ACTIVITY:
Print the records again, matching each line exactly.

[Stored records]
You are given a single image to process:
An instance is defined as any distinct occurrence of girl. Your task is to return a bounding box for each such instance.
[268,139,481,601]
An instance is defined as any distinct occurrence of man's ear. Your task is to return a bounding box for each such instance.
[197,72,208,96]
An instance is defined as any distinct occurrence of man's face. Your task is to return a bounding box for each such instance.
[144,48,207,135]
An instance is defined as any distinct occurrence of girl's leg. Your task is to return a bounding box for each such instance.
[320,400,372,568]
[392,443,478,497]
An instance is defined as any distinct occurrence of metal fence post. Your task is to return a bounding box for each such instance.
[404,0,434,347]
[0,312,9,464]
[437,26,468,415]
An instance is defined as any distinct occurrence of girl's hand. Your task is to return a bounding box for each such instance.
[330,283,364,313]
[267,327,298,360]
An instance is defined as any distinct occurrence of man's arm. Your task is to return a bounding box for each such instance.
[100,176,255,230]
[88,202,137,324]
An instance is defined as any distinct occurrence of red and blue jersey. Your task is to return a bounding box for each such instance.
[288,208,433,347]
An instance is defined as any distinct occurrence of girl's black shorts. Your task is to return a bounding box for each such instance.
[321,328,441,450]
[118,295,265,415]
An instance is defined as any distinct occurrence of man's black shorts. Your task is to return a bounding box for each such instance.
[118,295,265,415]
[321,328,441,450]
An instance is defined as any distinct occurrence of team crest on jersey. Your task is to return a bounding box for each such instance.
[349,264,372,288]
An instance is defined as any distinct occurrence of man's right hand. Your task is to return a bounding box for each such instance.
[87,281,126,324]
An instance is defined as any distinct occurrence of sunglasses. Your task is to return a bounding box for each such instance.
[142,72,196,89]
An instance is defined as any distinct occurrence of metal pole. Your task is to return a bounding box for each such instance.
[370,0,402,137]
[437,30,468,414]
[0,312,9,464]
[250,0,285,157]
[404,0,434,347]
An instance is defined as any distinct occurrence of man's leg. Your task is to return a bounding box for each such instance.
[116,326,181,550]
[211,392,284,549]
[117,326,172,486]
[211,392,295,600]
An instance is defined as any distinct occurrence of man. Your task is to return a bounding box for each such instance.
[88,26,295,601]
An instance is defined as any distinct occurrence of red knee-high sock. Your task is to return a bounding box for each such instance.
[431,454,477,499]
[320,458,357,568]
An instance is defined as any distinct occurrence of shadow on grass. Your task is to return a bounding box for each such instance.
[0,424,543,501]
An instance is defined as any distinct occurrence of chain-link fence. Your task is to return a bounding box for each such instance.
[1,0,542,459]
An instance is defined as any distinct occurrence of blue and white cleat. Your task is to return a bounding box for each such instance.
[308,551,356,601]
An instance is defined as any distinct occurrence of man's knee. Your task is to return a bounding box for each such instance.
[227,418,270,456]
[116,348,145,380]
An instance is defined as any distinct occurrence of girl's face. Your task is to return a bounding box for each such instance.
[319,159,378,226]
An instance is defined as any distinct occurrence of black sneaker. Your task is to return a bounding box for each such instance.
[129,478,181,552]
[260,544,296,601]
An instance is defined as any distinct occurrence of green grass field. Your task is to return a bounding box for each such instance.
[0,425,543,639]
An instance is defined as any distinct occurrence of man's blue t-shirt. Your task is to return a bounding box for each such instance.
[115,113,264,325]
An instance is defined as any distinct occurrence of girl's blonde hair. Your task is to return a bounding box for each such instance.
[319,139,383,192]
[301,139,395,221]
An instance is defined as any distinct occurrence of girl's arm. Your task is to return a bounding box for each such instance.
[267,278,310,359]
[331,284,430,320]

REPLY:
You are given a single image to process:
An instance is defined as any distinct occurrence of girl. Your task is to return a bounding box for each such instance.
[268,139,481,601]
An instance is defined as any distinct occurrence of man's ear. Your task is to return a bounding box for each such instance.
[197,72,208,96]
An instance is defined as any distinct occurrence of man's face. Your task is to return a bounding box for each such instance.
[144,48,207,135]
An instance is defined as any distinct occurrence of girl's leg. Your task is to return a bounding box for each such instance.
[320,400,372,568]
[392,443,478,497]
An instance is defined as any distinct occurrence of metal fence post. Your task is to return a bounding box for each such instance.
[404,0,434,347]
[0,312,9,464]
[437,26,468,415]
An instance is defined as any distinct occurrence of girl's hand. Your task is to return a bounding box for each such instance.
[330,283,364,313]
[267,327,298,360]
An instance is defined as any distinct occurrence of man's arm. Your task is to return a bounding box for each such instance.
[100,176,255,230]
[88,202,137,324]
An instance is defined as any distinct occurrence of red and blue jersey. Your task is to return a bounding box for each such instance.
[288,208,433,347]
An instance is defined as any distinct occurrence of girl's black shorts. Your task is to return a bounding box for each such instance.
[321,328,441,450]
[118,295,265,415]
An instance is defined as any distinct occurrence of man's black shorts. Your task is to return a bounding box for each such instance.
[118,295,265,415]
[321,328,441,450]
An instance is defined as any distinct occurrence of team crest on jersey. Your task is to return a bounding box for each such instance.
[349,264,372,288]
An instance is defined as any distinct occurrence of man's right hand. Your task is to return a bounding box for each such instance.
[87,281,126,324]
An instance is defined as any distinct occurrence of sunglasses. Your task is to return a bounding box for each such instance.
[142,72,196,89]
An instance is defined as any distinct occurrence of metal pole. Your task is to return a bounding box for each such instance.
[370,0,402,137]
[437,30,468,414]
[0,312,9,464]
[250,0,285,157]
[404,0,434,347]
An instance is defined as any distinct occurrence of man's leg. Your task is to return a bounding box for each such instance.
[116,326,181,550]
[211,392,284,549]
[117,326,172,486]
[211,392,295,600]
An instance is defined as any distinct occurrence of man. Your task is to return a bounding box for each such instance.
[88,26,295,601]
An instance is defined as any distinct occurrence of red knee-high sock. Your task is to return a bounding box for each such instance.
[431,454,477,499]
[320,458,357,568]
An instance is defined as any distinct occurrence of shadow on grass. Your task is to return a bounding box for each such instance.
[0,424,543,501]
An instance is defined as any distinct occurrence of chain-link fence. Your task is to return a bounding box for each such instance.
[1,0,542,459]
An instance is defined as any distinct occurrence of blue and white cleat. Your task is to return a bounding box for each such instance.
[308,551,356,601]
An instance is defined as any distinct occurrence of man's knee. Your task is to return a bounding box for each such instance.
[227,418,270,456]
[116,348,145,380]
An instance is defined as any distinct occurrence of girl's face. Your task is to return a bounding box for each such instance.
[319,159,378,226]
An instance is defined as any distinct occurrence of black sneaker. Your task is to return a bounding box for each such instance.
[129,478,181,552]
[260,544,296,601]
An instance is defined as any distinct occurrence of green grass field. Your task is to return a bounding box for each such instance.
[0,425,543,639]
An instance is defined as any distinct occurrence of man's blue t-shirt. Your task is to return a bounding box for each such instance.
[115,113,264,325]
An instance is defined as any distinct occurrence of girl's blonde hair. Your task is to return a bounding box for each such instance.
[319,139,383,192]
[301,139,395,221]
An instance is defined as any distinct occurrence of girl's arm. Your task is to return a bounding box for each such instance.
[267,278,310,359]
[331,284,430,320]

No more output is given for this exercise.